▶ TEXT SHOWN
+--

Two pieces of research published today, that we part-funded, provide insight into the relationship between e-cigarette use and smoking behaviour.
Researchers from the UK Centre for Tobacco & Alcohol Studies used data from a survey of 4,064 UK adults.
The research, published in Addiction, found that daily e-cigarette use was associated with increased attempts to quit smoking but did not increase the number of successful quitters.
Dr Mike Knapton, our Associate Medical Director, said: “E-cigarette use is developing rapidly and more research is needed to fully understand the potential benefits and risks to people’s health.
“This study showed that e-cigarettes did not actually increase the number of successful quitters after one year but may potentially help users to reduce smoking and make more attempts to quit.
“E-cigarettes are a nicotine product that may reduce the harm associated with smoking but there are also concerns about e-cigarette use in young people, re-normalisation of smoking, deterring successful smoking cessation and questions about the long-term safety.”

+--

▶ DATA
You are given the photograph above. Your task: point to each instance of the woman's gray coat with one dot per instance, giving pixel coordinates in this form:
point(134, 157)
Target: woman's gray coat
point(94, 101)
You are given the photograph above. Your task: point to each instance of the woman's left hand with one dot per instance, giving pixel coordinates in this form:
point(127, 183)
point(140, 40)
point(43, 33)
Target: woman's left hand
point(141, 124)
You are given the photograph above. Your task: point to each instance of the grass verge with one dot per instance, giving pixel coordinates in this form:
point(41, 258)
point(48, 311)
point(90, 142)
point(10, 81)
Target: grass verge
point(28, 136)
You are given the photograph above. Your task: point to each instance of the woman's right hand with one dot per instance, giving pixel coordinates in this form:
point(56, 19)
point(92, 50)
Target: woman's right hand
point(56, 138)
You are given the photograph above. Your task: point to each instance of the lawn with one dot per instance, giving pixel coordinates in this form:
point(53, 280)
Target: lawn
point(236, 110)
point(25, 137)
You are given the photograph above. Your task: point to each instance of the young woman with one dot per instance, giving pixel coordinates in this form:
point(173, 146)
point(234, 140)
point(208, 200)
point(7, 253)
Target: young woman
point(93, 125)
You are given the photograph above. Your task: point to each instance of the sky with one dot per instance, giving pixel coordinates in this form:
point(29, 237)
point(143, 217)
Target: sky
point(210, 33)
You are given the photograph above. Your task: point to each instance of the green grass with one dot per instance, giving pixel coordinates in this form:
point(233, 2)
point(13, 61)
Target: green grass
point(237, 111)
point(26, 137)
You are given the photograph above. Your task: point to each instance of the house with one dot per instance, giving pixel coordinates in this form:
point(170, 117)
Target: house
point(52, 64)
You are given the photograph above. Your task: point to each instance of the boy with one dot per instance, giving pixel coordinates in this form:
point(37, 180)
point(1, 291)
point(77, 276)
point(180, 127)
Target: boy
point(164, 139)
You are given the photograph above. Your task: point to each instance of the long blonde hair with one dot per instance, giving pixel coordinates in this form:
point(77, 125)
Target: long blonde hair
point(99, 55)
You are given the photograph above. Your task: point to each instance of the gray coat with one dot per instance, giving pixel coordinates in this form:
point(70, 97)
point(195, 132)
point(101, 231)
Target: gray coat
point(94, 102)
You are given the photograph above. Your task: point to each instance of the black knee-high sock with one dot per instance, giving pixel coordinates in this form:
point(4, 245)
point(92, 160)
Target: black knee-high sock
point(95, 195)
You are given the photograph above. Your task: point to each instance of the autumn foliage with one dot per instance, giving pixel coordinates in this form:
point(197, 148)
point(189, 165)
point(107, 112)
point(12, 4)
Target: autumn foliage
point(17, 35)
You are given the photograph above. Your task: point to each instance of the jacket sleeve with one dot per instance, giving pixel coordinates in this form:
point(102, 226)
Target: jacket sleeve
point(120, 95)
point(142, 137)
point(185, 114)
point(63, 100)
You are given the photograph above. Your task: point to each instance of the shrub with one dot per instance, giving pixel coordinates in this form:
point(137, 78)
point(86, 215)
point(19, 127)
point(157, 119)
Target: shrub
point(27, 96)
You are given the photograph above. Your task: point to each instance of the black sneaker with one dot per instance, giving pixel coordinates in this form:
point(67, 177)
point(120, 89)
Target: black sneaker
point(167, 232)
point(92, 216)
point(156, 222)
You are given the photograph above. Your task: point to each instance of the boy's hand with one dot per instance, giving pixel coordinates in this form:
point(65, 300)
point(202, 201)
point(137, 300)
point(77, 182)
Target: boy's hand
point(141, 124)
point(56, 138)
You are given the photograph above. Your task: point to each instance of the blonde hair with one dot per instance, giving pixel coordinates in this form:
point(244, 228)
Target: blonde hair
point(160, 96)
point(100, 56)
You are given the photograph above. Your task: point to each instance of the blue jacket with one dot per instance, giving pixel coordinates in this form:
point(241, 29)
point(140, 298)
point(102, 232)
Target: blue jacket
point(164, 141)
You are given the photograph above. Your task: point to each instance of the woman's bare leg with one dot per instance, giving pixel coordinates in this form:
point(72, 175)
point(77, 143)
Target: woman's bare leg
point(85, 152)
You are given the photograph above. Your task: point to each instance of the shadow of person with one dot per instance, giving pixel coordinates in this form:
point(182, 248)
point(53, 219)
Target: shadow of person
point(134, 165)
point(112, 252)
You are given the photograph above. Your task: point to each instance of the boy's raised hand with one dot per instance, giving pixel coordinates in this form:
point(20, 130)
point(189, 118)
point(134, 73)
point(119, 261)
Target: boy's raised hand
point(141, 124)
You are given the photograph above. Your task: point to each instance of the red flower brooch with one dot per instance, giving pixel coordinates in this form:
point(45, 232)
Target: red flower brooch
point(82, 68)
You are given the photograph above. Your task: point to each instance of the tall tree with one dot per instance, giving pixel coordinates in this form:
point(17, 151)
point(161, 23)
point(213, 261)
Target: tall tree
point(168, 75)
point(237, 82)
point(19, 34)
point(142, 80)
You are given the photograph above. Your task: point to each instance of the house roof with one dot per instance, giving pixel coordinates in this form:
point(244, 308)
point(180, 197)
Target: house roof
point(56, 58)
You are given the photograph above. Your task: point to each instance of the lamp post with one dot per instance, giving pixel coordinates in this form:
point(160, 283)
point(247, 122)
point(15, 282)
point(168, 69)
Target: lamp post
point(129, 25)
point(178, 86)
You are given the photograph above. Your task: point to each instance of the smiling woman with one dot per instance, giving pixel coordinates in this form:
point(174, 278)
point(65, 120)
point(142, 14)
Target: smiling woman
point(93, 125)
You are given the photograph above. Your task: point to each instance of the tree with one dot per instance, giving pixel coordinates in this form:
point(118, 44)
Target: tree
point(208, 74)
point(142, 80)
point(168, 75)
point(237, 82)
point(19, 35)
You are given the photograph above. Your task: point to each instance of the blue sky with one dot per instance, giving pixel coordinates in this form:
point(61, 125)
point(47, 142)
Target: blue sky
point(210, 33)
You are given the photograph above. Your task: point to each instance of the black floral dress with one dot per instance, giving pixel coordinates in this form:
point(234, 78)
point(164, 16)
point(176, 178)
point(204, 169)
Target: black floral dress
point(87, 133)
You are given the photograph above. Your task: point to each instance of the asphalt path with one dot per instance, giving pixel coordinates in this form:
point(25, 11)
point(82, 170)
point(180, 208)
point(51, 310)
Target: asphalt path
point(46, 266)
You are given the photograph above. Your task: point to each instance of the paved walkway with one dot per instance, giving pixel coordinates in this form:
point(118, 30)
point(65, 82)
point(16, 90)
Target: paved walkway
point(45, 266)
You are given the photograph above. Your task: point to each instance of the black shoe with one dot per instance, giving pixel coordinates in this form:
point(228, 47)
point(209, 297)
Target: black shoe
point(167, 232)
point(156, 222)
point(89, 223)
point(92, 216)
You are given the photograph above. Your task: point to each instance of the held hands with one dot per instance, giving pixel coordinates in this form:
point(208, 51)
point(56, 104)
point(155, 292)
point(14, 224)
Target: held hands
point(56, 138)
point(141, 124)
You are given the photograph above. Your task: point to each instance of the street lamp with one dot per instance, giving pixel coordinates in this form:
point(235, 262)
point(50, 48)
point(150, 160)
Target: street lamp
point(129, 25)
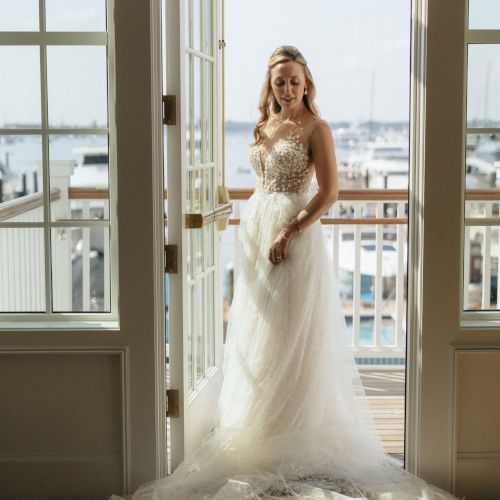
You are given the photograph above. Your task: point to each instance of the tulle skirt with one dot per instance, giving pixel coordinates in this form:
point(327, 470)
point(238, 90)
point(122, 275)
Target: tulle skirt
point(292, 417)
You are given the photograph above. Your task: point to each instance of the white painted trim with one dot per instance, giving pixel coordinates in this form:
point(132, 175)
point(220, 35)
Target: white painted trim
point(57, 321)
point(54, 131)
point(415, 234)
point(462, 167)
point(158, 236)
point(175, 183)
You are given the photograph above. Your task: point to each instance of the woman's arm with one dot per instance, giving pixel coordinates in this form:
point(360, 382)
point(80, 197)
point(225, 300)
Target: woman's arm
point(323, 150)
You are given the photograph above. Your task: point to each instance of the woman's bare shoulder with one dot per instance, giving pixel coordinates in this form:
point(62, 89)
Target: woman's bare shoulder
point(318, 129)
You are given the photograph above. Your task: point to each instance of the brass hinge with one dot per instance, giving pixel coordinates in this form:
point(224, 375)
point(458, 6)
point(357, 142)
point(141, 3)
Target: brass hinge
point(170, 258)
point(169, 109)
point(173, 403)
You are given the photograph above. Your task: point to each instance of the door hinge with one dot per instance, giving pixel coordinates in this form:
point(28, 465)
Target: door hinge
point(173, 403)
point(169, 109)
point(170, 258)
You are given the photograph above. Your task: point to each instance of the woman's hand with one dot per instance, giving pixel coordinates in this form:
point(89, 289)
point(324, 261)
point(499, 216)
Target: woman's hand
point(279, 249)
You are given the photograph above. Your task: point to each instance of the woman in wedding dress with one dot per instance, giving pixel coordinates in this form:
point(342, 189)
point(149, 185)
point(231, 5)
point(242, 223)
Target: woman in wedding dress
point(293, 420)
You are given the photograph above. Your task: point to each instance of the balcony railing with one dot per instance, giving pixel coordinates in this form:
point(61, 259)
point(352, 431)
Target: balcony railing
point(22, 250)
point(371, 227)
point(366, 233)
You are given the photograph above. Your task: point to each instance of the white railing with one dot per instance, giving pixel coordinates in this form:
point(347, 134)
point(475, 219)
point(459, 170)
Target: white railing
point(372, 226)
point(22, 277)
point(481, 249)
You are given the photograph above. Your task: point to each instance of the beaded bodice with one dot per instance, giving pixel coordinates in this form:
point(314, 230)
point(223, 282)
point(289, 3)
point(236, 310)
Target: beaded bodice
point(284, 168)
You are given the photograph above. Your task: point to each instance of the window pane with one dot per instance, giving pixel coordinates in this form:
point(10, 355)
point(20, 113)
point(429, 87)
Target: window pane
point(21, 15)
point(22, 275)
point(484, 14)
point(210, 317)
point(207, 27)
point(197, 110)
point(200, 329)
point(483, 89)
point(192, 328)
point(208, 113)
point(20, 87)
point(196, 24)
point(77, 86)
point(75, 15)
point(481, 252)
point(21, 179)
point(80, 163)
point(80, 269)
point(482, 161)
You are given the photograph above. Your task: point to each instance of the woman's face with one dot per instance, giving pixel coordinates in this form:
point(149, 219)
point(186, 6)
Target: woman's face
point(288, 82)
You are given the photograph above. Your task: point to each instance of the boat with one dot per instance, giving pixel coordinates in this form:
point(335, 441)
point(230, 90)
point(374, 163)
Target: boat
point(383, 164)
point(91, 169)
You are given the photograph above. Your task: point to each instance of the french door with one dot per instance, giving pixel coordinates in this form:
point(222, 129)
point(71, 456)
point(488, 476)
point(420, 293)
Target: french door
point(196, 210)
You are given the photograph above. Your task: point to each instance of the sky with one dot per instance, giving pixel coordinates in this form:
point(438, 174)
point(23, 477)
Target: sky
point(347, 45)
point(355, 48)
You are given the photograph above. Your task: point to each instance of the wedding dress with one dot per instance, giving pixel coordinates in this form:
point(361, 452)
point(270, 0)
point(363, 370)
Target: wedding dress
point(293, 420)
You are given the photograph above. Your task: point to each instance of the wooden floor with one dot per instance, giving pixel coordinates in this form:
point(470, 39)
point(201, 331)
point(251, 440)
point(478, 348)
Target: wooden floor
point(385, 389)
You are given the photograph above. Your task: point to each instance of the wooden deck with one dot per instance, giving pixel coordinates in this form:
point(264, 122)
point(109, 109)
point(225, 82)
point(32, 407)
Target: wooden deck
point(385, 389)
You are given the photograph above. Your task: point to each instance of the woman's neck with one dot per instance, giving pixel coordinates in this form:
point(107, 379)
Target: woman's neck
point(293, 115)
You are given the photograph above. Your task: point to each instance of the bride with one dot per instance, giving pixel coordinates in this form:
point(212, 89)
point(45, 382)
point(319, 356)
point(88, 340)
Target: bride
point(292, 417)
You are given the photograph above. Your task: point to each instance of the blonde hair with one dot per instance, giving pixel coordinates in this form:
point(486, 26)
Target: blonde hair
point(267, 101)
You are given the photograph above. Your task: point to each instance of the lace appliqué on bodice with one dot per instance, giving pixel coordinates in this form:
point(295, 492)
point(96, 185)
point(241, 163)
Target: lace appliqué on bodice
point(284, 168)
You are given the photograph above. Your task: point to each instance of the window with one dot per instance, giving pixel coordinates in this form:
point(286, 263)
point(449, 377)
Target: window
point(482, 161)
point(57, 161)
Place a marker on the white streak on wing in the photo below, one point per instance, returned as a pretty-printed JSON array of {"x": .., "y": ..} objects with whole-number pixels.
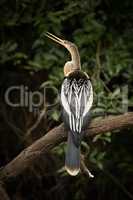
[
  {"x": 89, "y": 100},
  {"x": 64, "y": 101},
  {"x": 73, "y": 123},
  {"x": 70, "y": 121}
]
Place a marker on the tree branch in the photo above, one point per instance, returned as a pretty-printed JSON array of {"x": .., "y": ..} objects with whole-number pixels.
[{"x": 57, "y": 135}]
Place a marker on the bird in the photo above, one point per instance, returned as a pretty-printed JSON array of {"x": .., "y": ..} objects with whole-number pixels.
[{"x": 76, "y": 99}]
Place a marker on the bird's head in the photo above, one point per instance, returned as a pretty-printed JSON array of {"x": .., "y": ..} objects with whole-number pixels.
[{"x": 74, "y": 64}]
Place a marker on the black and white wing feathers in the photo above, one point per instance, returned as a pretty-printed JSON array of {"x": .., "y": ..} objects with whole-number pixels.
[{"x": 77, "y": 99}]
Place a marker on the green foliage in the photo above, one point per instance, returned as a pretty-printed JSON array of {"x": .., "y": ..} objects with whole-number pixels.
[{"x": 103, "y": 32}]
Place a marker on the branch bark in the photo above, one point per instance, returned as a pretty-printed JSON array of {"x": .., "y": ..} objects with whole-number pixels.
[{"x": 57, "y": 135}]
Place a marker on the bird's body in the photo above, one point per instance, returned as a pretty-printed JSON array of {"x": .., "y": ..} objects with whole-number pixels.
[{"x": 76, "y": 101}]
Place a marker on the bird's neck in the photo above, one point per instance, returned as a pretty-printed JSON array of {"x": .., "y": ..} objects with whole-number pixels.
[{"x": 75, "y": 58}]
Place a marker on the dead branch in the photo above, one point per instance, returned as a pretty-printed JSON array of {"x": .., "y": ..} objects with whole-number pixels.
[{"x": 57, "y": 135}]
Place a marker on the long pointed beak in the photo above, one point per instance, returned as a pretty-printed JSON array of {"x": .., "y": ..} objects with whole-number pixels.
[{"x": 54, "y": 38}]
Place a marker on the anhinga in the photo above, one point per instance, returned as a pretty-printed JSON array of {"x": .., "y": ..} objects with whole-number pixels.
[{"x": 76, "y": 100}]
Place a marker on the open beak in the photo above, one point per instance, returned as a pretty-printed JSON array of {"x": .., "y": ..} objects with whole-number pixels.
[{"x": 54, "y": 38}]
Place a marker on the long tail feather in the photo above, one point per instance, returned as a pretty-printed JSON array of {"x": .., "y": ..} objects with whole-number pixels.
[{"x": 72, "y": 162}]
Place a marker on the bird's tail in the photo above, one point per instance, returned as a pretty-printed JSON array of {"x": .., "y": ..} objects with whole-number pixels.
[{"x": 72, "y": 162}]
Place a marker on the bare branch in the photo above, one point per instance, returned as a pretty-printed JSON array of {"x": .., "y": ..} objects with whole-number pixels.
[{"x": 57, "y": 135}]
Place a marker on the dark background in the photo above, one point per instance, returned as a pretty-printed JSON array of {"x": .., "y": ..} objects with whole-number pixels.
[{"x": 103, "y": 31}]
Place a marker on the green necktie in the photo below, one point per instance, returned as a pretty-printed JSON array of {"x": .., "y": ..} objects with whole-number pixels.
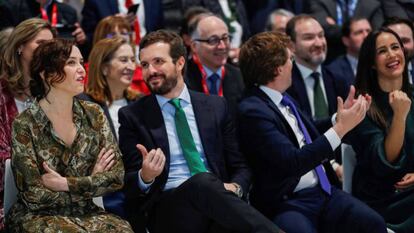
[
  {"x": 321, "y": 108},
  {"x": 190, "y": 152}
]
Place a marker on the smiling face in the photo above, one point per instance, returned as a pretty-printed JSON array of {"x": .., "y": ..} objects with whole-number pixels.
[
  {"x": 73, "y": 84},
  {"x": 120, "y": 69},
  {"x": 212, "y": 56},
  {"x": 159, "y": 71},
  {"x": 389, "y": 59},
  {"x": 310, "y": 44}
]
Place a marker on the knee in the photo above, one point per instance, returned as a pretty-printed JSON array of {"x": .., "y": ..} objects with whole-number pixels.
[{"x": 204, "y": 181}]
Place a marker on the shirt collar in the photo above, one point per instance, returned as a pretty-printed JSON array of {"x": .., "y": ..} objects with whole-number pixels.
[
  {"x": 274, "y": 95},
  {"x": 306, "y": 72},
  {"x": 42, "y": 120},
  {"x": 353, "y": 61},
  {"x": 210, "y": 72},
  {"x": 184, "y": 96}
]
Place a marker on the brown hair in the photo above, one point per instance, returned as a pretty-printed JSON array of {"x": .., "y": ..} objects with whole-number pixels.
[
  {"x": 177, "y": 47},
  {"x": 12, "y": 66},
  {"x": 261, "y": 55},
  {"x": 101, "y": 54},
  {"x": 366, "y": 80},
  {"x": 108, "y": 25},
  {"x": 50, "y": 60}
]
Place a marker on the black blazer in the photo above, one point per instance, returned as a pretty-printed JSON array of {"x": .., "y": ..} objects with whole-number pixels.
[
  {"x": 334, "y": 86},
  {"x": 142, "y": 122},
  {"x": 341, "y": 67},
  {"x": 233, "y": 85},
  {"x": 273, "y": 151}
]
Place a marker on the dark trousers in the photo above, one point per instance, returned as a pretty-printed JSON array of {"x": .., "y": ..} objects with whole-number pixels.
[
  {"x": 311, "y": 210},
  {"x": 202, "y": 204}
]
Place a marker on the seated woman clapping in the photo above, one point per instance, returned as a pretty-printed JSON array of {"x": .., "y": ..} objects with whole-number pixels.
[{"x": 63, "y": 151}]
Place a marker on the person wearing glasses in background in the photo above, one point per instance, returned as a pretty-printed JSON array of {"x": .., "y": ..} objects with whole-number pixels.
[{"x": 208, "y": 70}]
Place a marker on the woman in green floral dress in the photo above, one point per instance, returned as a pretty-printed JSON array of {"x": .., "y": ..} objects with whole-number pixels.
[{"x": 63, "y": 151}]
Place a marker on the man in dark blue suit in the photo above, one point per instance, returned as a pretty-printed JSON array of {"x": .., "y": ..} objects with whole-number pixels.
[
  {"x": 182, "y": 161},
  {"x": 286, "y": 152},
  {"x": 354, "y": 32},
  {"x": 313, "y": 87}
]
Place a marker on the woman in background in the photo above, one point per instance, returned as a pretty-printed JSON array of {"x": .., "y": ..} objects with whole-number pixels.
[
  {"x": 15, "y": 95},
  {"x": 111, "y": 68},
  {"x": 384, "y": 141},
  {"x": 117, "y": 26},
  {"x": 63, "y": 151}
]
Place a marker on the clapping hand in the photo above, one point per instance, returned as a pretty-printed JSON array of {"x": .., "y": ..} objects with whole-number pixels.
[
  {"x": 105, "y": 161},
  {"x": 152, "y": 163}
]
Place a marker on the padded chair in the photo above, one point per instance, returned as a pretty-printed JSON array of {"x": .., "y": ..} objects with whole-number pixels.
[
  {"x": 10, "y": 190},
  {"x": 348, "y": 164}
]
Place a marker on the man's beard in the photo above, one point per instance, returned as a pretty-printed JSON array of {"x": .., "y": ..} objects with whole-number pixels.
[{"x": 167, "y": 85}]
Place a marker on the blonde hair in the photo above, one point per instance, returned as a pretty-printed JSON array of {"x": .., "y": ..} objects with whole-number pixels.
[
  {"x": 101, "y": 54},
  {"x": 12, "y": 66},
  {"x": 108, "y": 25}
]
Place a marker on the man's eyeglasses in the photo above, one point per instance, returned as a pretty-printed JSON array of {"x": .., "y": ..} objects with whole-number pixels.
[{"x": 215, "y": 40}]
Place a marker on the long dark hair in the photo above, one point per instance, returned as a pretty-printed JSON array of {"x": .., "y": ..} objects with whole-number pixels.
[
  {"x": 366, "y": 81},
  {"x": 50, "y": 59}
]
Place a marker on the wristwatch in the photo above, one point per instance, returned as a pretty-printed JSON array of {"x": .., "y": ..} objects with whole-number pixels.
[{"x": 239, "y": 190}]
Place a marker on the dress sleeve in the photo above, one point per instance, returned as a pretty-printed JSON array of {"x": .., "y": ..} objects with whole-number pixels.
[
  {"x": 368, "y": 141},
  {"x": 26, "y": 169},
  {"x": 103, "y": 182}
]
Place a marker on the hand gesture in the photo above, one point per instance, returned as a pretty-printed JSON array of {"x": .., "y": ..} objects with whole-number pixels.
[
  {"x": 105, "y": 161},
  {"x": 152, "y": 163},
  {"x": 400, "y": 103},
  {"x": 53, "y": 180},
  {"x": 406, "y": 181},
  {"x": 350, "y": 100},
  {"x": 79, "y": 34},
  {"x": 347, "y": 119}
]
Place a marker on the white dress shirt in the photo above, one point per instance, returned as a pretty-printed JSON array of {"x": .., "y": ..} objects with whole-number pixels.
[
  {"x": 310, "y": 179},
  {"x": 310, "y": 83}
]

+--

▶ ACTIONS TO TAKE
(A) In the text on e-cigarette research, how many UK adults took part in the survey?
(B) What concerns about e-cigarettes does Dr Mike Knapton name in the text on e-cigarette research? List each one.
(C) Carry on with the text on e-cigarette research from its last sentence.
You won't need the listing for any of this.

▶ RESPONSES BY TASK
(A) 4,064

(B)
- E-cigarette use in young people
- Re-normalisation of smoking
- Deterring successful smoking cessation
- Questions about long-term safety

(C)
The research, published in Nicotine & Tobacco Research, found that smokers who used tanks, that can be refilled, were more likely to quit smoking than non e-cigarette users.
Dr Mike Knapton added: “This research suggests that smokers who use tanks on a daily basis may be more likely to have quit smoking after a year than those who use other types of e-cigarettes, or do not use them at all.
“This is an interesting insight although the original survey was carried out in 2012 and may not reflect current use.
“As the use of e-cigarettes grows rapidly, with an estimated 2.1 million users in the UK, understanding the relationships between e-cigarette use and smoking cessation is critical in moving towards a smoke-free world.”